Data section:
------------
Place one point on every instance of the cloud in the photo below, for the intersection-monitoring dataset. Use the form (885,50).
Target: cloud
------------
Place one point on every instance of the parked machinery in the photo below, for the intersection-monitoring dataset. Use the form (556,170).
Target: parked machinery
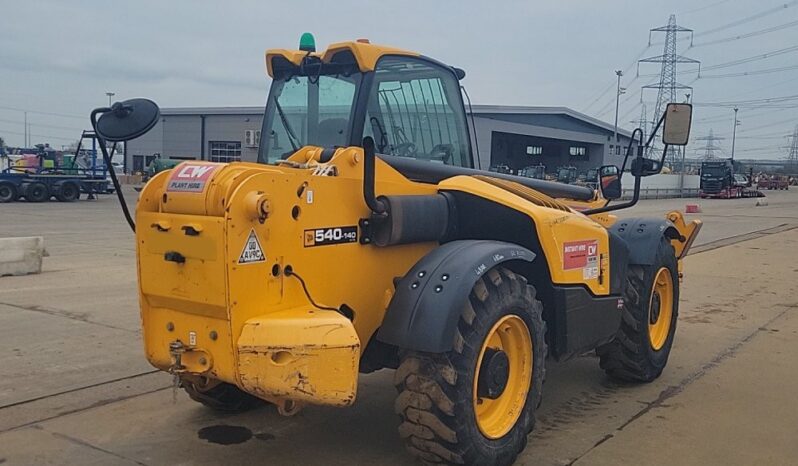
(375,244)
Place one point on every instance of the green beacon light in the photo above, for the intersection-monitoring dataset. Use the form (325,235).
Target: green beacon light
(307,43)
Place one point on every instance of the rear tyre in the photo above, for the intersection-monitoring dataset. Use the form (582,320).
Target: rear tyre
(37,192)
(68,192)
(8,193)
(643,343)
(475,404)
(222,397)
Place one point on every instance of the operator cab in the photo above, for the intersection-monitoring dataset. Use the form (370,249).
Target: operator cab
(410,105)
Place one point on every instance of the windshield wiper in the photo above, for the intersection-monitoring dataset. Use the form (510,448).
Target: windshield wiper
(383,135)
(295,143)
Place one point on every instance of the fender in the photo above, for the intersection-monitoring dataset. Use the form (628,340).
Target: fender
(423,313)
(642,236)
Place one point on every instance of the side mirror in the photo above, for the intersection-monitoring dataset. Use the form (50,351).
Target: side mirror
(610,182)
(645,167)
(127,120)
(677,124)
------------
Copy verbatim, from the listing above, each line from the one containing "Place one point on every instance of the cloud" down to the one containing "Target: cloud", inclusive.

Result of this task:
Place one point on every instance of the cloud in the photo below, for the intersection-monitoring dataset. Use the form (885,50).
Target: cloud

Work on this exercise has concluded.